YOUR GOAL | Any image found in the entries is to be skipped; the rest is returned word for word.

------

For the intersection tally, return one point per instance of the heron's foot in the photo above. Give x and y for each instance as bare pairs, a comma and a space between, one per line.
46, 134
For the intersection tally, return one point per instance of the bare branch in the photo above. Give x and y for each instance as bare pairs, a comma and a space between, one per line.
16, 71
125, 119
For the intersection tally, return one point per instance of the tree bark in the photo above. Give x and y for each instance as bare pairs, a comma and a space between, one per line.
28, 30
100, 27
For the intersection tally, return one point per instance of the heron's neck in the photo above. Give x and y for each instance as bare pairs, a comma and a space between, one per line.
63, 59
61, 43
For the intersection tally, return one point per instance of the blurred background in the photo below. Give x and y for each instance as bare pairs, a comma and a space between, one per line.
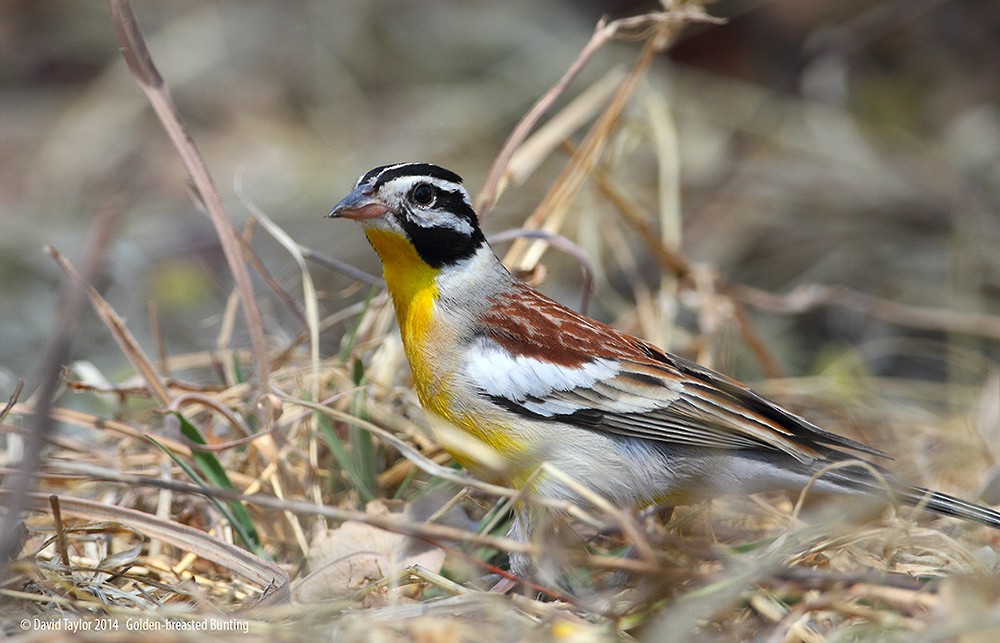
840, 143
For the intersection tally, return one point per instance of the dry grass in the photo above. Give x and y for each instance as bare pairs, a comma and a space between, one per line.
306, 501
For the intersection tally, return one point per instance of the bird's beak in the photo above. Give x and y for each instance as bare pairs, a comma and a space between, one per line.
362, 203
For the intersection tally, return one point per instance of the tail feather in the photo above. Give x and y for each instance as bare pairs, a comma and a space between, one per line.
862, 480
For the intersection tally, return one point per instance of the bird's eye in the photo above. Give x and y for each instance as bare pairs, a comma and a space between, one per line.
422, 194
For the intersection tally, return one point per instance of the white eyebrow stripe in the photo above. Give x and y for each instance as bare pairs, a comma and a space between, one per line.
433, 217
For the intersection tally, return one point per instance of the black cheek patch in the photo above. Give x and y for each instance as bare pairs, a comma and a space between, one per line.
441, 247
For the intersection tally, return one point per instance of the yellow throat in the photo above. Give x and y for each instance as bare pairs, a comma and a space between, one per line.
414, 291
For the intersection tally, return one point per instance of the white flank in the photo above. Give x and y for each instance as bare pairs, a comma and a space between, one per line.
516, 378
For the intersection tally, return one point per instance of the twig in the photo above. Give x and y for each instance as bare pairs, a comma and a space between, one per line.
603, 33
140, 63
57, 354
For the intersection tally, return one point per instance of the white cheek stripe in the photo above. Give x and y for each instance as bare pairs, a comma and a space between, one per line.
498, 373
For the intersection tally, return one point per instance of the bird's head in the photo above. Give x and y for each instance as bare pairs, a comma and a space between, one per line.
423, 204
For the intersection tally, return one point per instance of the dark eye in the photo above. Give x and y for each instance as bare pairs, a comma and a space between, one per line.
422, 194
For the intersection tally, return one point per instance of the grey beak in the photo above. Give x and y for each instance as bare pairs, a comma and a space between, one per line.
359, 204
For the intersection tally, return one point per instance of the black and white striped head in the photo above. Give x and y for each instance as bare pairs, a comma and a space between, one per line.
425, 203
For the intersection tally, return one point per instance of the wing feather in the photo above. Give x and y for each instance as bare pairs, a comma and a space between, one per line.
536, 358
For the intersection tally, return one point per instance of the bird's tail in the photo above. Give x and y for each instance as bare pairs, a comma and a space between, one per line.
862, 480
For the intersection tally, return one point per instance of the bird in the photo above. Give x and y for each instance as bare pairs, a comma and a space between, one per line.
511, 379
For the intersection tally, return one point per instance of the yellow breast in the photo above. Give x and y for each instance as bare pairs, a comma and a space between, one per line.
433, 350
412, 286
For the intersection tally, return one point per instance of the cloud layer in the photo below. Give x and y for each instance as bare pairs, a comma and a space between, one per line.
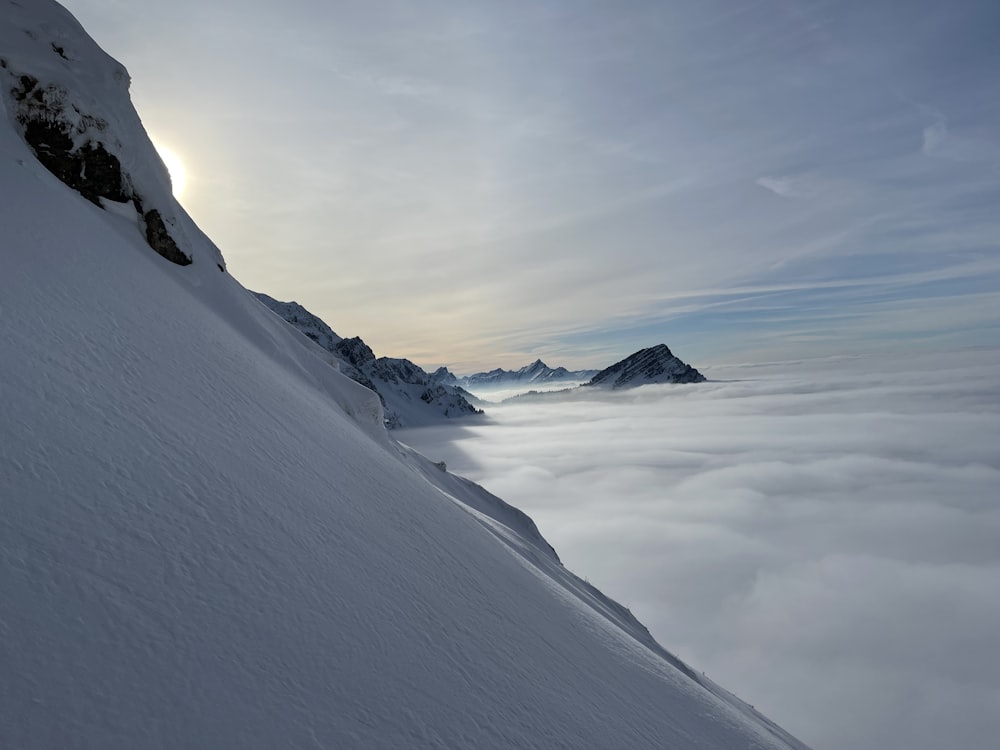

------

TASK OUTPUT |
For the intersection tally, return one point per instance of the heron's foot in the photo above. Give x and y for each instance as bare pairs, a comma and a space between, one per line.
46, 134
For the intersection tally, return one point per instance of the bare branch in the photo above. Give x and y for each instance as bare pairs, a comma and a space between, one per line.
16, 71
125, 119
For the intersection tally, return one point per instance of the tree bark in the photo above. Give x and y for each instance as bare pairs, a comma and a space between, one per line.
28, 30
100, 27
For the intersection tally, return one point per instance of the heron's neck in the photo above. Give x and y for each instance as bare pairs, a comma and a space between, one per line.
63, 59
61, 43
For the intersection tally, return one point per instance of the blurred background in the photo below. Give x and y for each instance as bare pairs, a comma and a space between, one per line.
840, 143
For the intersection tally, return one point per instance of the dry grass in the photo above. Give x and y for each instance as bare pairs, a comma and a space between, one per line.
306, 501
For the intersection tally, return one point per instance of the bird's beak in the photo above. Give x and y for each instance as bare pairs, a comma and a space between, one per line.
362, 203
For the intersection tally, return one point per instance of the tail feather in the photo above. Give x and y for each instance as bare pairs, a comma and a space between, one per line.
862, 480
For the intersection tally, return one point per instance of the bird's eye in the photo above. Give x and y for each instance as bare pairs, a comma and a space between, one per line.
422, 194
For the intersection tally, return one point per instance of the white eyebrow stripe in the photo above. Give x and y for each instance as bare pairs, a comma and a space between, one per line.
433, 217
For the intersection tally, return one point per instance of the black cheek patch in the photo above. Give x and y for each instance as bare pairs, a comma and a space between, one per line.
441, 247
For the intersection tally, return one point per instance of the yellow throat in the photo above. Give x and y for each instance as bare pairs, a comma and a space between, one per line.
414, 291
For the intersection tally, return one point per instance of the white flank in the photo above. Give x and y for each instance as bare pairs, a comma and a space between, one per line.
516, 378
For the intersection tally, return one point per instance of the twig in the photo above. Give x and y for each instance as bare pairs, a comma and a space between, one per line.
603, 33
140, 63
57, 354
For the intersection tally, return one point per instance of the white cheek stripe in the photo above. Give x and y for each instance as bare pairs, a comma and a space between, one per line.
498, 373
For the intersection tally, return one point per instance of the bird's head in the photo above. Give x and y for each instance as bare pairs, a comma and a space between, one per line.
423, 204
For the intersection tally, return one point per instance of the dark eye in the photo above. Give x and y for each instance as bare pairs, a comma and a space between, one per line.
422, 194
For the intersection tally, return one point per instance of the grey beak in the photo above. Give x and y for each instance as bare pairs, a comma and a space between, one per line.
359, 204
For the intersection tally, return one point per instance of the black and white striped head in the photo above. Give x and y for each instance as bare pairs, a comma and a space between, one per line.
425, 203
For the intersection tally, return one point per instance of the wing feather in the photo above. Give x and y for each instance as bare pairs, a comma and a space between, one per line.
536, 358
For the intersection tally, return one point per instance of the bird's tail in the photo above. Give x and y for each instance as bare pairs, a comma and a space between, one per line.
862, 480
For the intersection tally, return one point per instance of the bird in the photo above. Give x and y for each instance as bare pairs, a comma and a space between, one per line.
511, 379
For the intersection tally, return one point per instance of the yellow breast in the photo above. Give x and y for each instance as bare pairs, a comma and a space between, one per line.
433, 350
412, 286
For the intersection tally, return one point per instance of the cloud layer in the photo below. Give x and y for each instance as bare pairs, a comma and a space between, one per line.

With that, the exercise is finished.